# Text block:
^^^^
Catching the bug for global health
By Martha Mckenzie
Peter Ehrenkranz's first brush with global health occurred after his junior year in college when he biked his way through Zimbabwe to learn about its hospital system.
Ehrenkranz 02M/MPH was impressed by the ingenuity of health workers in Zimbabwe, including a doctor who discovered that a child's insulin could be kept cool by storing it in a clay pot buried in the ground. "Doctors in places like Zimbabwe have to think outside of the box," says Ehrenkranz. That premise has been the bedrock of his career, which has included seven years working in Liberia and Swaziland to reduce incidence of HIV and tuberculosis and strengthen health systems.
Last year, he moved with his family to Seattle to serve as senior program officer for HIV treatment with the Bill & Melinda Gates Foundation, the fifth-largest funder of HIV initiatives globally. "It's a great opportunity to take some of the lessons I learned in the field and apply them to a bigger policy sphere," says Ehrenkranz. "I'm trying to help move countries with high burdens of disease as well as funders who are even bigger than us—including the U.S. government—to be as innovative as possible. We're trying to use our funds to answer the questions that are going to be priorities three years from now. In a fast-moving field like HIV, we have to be agile."
As an MD/MPH student at Emory, Ehrenkranz learned to strike a balance between caring for individual patients and improving health services delivery overall. After completing his medical training, he joined the Clinton Health Access Initiative as the senior technical adviser to the National AIDS and STI Control Program in Liberia. He saw patients once a week in clinic, where he helped identify the country's first cases of drug-resistant tuberculosis — which often affects HIV patients — and worked with the government to procure the recommended drugs for treatment. He also collaborated with program staff to write the nation's first HIV guidelines, train health workers, build a national public health reference laboratory, and create a sustainable drug supply chain. "In Liberia," he says, "we were drawing the dots, not connecting the dots."
In Swaziland, where he served with the Centers for Disease Control and Prevention as the HIV care and treatment team lead and then country director, he partnered with the Ministry of Health to increase the proportion of people eligible for HIV treatment from 60 percent to more than 90 percent. After one year, more than 80 percent remained in treatment and had a suppressed viral load. "The viral load measures are equal to or better than those in the U.S. There was great leadership on their side," Ehrenkranz says.
^^^^
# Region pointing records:
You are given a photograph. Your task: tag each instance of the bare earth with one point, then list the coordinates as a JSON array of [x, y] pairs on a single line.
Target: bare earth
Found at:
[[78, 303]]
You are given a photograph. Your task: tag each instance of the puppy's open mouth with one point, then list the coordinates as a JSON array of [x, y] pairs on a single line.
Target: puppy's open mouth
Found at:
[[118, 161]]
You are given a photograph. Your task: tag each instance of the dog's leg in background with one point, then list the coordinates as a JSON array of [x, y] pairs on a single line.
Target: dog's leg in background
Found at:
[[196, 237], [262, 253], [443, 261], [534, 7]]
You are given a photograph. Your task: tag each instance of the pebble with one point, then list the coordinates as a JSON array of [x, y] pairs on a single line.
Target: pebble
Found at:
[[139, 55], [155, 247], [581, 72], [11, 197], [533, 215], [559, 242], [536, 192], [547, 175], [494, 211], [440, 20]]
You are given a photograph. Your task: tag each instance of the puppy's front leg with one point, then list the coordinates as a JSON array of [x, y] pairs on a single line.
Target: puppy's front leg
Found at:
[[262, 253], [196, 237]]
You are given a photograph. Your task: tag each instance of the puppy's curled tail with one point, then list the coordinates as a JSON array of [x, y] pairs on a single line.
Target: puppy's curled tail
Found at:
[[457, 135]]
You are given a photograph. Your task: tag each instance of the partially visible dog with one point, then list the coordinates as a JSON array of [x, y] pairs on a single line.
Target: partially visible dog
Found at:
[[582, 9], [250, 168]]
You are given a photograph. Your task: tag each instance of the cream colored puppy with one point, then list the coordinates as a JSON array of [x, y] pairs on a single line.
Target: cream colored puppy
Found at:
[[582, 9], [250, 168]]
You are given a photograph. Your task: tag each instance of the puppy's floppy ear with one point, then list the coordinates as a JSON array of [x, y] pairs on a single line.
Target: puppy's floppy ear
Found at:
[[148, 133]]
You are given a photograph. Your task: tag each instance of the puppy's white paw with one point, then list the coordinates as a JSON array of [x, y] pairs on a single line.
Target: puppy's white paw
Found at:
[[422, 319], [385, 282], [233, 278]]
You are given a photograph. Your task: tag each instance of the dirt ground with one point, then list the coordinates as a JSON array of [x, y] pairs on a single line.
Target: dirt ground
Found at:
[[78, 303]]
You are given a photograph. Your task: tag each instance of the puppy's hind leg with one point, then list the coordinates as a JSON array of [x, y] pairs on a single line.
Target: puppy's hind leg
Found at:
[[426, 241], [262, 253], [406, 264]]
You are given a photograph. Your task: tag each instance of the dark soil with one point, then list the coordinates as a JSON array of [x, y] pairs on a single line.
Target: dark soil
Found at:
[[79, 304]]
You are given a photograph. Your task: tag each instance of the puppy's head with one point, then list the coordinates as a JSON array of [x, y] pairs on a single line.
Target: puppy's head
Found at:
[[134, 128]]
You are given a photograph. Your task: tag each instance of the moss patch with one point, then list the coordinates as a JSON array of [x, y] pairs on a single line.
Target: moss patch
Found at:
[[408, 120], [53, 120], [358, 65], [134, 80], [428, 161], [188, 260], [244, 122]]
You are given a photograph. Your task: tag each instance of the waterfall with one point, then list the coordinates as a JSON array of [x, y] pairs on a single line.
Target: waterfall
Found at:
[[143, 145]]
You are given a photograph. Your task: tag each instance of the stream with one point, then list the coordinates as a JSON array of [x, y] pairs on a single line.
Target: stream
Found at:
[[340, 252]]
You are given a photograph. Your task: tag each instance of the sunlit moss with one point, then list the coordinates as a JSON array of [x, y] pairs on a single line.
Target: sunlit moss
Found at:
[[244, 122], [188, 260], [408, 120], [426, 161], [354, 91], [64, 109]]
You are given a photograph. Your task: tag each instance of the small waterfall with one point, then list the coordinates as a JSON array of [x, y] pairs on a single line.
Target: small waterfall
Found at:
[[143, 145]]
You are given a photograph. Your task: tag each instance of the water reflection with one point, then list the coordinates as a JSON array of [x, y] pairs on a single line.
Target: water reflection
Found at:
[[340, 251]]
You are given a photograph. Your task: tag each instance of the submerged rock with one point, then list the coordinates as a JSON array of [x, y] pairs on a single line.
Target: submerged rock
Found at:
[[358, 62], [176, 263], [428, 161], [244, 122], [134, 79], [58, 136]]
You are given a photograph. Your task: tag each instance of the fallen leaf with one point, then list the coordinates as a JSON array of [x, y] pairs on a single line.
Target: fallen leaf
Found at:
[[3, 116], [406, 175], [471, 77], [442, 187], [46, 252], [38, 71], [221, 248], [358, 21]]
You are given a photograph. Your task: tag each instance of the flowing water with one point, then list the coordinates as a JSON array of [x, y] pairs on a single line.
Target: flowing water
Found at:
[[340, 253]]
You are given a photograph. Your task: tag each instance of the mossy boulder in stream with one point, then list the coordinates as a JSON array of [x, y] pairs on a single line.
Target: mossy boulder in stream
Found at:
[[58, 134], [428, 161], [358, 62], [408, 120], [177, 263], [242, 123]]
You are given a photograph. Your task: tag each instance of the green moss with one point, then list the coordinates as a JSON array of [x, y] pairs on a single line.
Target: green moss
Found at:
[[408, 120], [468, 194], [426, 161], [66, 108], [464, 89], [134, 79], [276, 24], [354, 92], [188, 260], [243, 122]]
^^^^
# Work request:
Pick up the profile of Peter Ehrenkranz after its last sentence and carry it on. These records have no connection to the profile of Peter Ehrenkranz.

# Response:
While there, he developed an interest in quality management and helped draft the quality and assurance guidelines adopted by the Ministry of Health to address HIV and TB prevalence rates — the highest in the world. He also supported the office in replicating a program from Liberia that brought county and central ministry health leaders together to present progress on key indicators, share ideas about what did and did not work, and increase accountability among all parties for delivering health care. In the Swaziland version, a sense of competition evolved among doctors at the biannual meetings where they received awards for successes, including most improved, best retention in care, and most innovative programs. "They still get together twice a year," Ehrenkranz says.
At the Gates Foundation, he is expanding these peer networks to other countries to boost access to and quality of HIV prevention and treatment. Given that expected changes in World Health Organization guidelines will essentially declare that all people living with HIV are eligible to start treatment, the world soon will be asked to double the number of people receiving antiretroviral drugs with little change in the resources available to do so. The only way forward is to develop new models of service delivery that are less burdensome on health care systems and patients. That includes introducing new ways of testing and treating patients in clinics and hospitals and working with funders and agencies to provide patients with easier access to drugs.